### TASK INSTRUCTIONS
Repeat the records below exactly, beginning at the first line and finishing with the line that contains "# test: identify the cherry".

### Natural language region descriptions
━━━

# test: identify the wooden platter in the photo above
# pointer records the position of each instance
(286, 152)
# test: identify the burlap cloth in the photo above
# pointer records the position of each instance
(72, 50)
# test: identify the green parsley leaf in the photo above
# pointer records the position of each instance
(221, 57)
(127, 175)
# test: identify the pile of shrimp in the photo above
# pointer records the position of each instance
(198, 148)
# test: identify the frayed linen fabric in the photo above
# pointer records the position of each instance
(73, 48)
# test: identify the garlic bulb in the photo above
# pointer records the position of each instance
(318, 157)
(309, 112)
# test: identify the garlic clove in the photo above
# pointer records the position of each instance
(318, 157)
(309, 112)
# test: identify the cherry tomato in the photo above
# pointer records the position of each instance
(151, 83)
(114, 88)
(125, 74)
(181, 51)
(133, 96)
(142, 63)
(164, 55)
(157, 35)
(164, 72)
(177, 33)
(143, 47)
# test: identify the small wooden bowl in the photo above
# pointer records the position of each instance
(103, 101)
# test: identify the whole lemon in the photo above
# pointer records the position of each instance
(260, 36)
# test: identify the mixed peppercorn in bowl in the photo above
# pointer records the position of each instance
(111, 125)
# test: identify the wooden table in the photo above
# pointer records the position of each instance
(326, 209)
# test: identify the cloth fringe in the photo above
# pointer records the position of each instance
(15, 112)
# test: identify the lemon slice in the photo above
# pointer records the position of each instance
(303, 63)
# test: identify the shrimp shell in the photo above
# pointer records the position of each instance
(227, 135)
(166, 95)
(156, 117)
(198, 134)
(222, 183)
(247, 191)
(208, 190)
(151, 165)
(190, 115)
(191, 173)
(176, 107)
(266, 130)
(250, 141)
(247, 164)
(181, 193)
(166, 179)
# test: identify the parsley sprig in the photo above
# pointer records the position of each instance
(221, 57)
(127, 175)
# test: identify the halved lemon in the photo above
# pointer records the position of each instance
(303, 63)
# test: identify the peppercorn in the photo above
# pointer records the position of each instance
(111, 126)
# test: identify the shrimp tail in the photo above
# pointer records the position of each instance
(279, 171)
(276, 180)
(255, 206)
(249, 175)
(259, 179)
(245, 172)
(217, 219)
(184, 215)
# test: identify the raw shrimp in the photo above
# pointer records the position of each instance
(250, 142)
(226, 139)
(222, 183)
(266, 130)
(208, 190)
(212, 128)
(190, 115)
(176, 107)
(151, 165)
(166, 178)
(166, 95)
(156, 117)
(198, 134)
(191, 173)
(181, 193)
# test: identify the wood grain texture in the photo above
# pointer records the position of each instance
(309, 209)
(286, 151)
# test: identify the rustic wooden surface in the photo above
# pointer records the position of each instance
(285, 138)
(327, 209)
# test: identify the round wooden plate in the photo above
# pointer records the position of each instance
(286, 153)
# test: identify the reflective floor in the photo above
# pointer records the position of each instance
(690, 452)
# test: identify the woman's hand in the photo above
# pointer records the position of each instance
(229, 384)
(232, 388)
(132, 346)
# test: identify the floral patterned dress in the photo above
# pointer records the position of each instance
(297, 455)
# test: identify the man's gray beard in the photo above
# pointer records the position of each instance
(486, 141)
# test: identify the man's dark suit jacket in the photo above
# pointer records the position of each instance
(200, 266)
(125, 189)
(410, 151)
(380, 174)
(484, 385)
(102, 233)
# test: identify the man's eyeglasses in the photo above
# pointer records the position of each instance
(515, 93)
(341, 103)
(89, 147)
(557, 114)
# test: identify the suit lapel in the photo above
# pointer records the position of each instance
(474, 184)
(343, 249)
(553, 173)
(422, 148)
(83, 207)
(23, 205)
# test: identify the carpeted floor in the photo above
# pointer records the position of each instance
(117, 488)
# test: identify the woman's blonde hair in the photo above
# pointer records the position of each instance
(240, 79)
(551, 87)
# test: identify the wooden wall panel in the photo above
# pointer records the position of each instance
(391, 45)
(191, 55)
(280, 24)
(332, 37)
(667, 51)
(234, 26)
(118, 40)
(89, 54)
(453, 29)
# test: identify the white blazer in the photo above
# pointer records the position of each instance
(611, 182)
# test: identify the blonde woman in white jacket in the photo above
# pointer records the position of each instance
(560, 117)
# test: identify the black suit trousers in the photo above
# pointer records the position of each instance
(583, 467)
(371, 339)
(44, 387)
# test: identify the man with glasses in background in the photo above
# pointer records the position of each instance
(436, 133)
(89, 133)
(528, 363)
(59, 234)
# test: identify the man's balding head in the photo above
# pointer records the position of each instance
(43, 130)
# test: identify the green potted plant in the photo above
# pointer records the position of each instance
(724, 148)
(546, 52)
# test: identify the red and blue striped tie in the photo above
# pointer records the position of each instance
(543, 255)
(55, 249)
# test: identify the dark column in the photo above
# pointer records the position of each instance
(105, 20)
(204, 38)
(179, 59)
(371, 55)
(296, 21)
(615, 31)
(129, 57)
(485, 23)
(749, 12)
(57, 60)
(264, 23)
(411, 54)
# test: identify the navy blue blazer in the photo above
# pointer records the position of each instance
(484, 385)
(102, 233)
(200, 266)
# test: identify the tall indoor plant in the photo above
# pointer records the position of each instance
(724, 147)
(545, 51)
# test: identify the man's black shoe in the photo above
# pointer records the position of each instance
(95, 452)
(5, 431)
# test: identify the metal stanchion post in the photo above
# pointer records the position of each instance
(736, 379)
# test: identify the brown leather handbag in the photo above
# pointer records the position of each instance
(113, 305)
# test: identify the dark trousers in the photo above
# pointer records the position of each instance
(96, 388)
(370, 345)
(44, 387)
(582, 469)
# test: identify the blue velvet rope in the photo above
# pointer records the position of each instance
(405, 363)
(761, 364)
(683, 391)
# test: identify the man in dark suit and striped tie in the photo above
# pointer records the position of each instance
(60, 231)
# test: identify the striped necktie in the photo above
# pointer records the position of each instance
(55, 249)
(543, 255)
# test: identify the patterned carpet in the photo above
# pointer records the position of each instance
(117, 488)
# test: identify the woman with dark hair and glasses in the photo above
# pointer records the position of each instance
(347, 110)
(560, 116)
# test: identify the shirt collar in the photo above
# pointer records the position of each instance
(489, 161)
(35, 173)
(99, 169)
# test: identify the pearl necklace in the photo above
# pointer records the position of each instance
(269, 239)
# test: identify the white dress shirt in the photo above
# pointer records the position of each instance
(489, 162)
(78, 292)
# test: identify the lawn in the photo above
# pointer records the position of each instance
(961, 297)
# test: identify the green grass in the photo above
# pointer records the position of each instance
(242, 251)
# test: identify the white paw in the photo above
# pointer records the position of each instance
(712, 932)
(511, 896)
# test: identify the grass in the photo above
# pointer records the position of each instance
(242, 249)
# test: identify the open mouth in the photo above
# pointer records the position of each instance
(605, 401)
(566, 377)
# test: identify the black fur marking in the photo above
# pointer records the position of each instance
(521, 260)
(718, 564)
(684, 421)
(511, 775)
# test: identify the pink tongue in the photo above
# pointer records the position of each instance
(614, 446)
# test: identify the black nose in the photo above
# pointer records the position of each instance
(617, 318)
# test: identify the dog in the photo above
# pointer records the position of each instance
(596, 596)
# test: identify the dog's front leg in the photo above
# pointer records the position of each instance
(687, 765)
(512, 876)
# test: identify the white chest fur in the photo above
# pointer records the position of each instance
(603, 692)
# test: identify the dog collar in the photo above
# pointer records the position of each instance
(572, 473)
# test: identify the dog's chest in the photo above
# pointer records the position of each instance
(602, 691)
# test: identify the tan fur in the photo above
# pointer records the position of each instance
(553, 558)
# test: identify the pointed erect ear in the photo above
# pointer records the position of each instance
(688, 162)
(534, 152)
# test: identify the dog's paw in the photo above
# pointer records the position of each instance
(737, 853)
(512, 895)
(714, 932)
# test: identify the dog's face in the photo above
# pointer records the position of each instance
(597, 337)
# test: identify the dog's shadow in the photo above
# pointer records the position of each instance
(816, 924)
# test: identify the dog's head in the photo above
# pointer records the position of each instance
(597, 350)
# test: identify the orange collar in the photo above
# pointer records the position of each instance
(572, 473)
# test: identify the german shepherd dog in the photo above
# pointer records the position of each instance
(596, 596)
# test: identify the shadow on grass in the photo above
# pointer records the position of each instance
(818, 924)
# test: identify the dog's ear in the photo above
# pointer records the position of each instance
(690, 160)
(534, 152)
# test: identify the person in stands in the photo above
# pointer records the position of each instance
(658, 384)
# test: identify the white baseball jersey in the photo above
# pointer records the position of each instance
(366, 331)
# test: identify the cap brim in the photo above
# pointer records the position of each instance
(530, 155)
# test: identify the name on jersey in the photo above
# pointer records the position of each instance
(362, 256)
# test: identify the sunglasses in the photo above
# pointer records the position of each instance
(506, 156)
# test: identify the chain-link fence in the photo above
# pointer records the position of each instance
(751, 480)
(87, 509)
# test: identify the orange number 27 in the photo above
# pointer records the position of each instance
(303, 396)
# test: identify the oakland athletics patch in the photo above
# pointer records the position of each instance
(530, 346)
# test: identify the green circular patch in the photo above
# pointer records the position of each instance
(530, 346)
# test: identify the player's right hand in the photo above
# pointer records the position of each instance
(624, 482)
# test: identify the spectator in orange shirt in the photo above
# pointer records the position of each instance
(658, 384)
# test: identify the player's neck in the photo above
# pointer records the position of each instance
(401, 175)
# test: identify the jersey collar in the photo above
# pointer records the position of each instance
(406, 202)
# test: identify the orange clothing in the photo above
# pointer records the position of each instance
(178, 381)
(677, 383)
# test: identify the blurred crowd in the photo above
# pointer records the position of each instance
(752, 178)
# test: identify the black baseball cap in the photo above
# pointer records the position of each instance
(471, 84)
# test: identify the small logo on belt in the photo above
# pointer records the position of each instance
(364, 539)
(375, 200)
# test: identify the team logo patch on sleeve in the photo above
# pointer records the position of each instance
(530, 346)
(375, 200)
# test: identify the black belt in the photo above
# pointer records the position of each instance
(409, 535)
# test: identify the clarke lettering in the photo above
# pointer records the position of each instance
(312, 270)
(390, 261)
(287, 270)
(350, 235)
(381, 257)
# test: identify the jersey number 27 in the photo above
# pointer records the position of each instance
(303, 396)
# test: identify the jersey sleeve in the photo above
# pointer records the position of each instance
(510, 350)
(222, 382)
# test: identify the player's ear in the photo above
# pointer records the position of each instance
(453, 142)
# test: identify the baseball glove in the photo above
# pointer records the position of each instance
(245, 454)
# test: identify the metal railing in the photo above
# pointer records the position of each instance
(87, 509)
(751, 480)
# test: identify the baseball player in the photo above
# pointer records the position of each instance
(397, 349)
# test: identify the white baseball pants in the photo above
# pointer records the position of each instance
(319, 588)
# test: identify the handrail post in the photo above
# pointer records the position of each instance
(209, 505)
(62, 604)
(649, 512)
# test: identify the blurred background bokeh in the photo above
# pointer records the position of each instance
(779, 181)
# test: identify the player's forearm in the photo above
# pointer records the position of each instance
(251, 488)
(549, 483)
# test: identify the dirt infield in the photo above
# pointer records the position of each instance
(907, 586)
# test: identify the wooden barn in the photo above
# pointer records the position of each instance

━━━

### RESPONSE TO THIS EXERCISE
# test: identify the wooden platter in the photo above
# pointer records the position of each instance
(286, 152)
# test: identify the burlap cloth in the photo above
# pointer records the position of each instance
(72, 50)
# test: identify the green parsley leaf in the photo above
# pointer records the position of each instance
(221, 57)
(127, 175)
# test: identify the pile of shrimp in the photo above
# pointer records the position of each instance
(198, 148)
# test: identify the frayed linen fabric in the photo above
# pointer records the position of each instance
(73, 48)
# test: identify the garlic bulb in the photo above
# pointer records the position of each instance
(318, 157)
(309, 112)
# test: identify the garlic clove in the photo above
# pointer records the position of each instance
(318, 157)
(309, 112)
# test: identify the cherry tomato in the photo above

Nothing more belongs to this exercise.